[WHAT THE TASK REQUIRES]: The result should be every line that contains the word "goose", taken from the material.

§ §

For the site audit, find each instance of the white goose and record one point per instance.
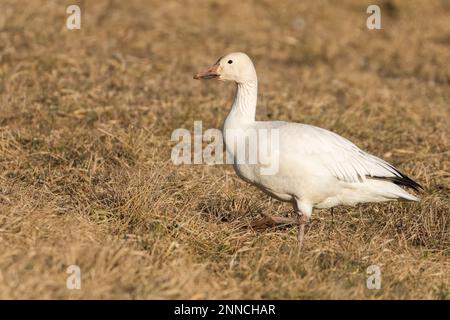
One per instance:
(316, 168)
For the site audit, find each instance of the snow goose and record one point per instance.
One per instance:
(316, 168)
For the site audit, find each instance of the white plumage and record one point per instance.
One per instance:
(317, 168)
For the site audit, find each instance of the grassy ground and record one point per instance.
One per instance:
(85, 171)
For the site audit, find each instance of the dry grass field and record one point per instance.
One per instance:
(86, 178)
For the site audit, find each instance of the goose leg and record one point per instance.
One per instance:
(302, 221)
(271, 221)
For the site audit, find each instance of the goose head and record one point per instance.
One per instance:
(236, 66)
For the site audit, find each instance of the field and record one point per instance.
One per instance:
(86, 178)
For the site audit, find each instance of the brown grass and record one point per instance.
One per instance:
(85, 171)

§ §

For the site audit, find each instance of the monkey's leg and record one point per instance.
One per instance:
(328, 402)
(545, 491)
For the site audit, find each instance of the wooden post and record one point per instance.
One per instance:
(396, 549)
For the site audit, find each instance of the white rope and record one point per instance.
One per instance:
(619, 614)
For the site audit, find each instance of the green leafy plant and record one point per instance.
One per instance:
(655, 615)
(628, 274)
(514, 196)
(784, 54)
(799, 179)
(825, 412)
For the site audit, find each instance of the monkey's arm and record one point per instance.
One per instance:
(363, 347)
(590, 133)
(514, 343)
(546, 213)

§ §

[TASK RESULT]:
For the site audit, find each instance of the white goose and record one point per instance.
For the site audit, find each instance of the snow goose and record one point per instance.
For the site audit, find each instance of the goose leg and record one point per instance.
For the site audit, find each instance of the goose head and record one point per instance.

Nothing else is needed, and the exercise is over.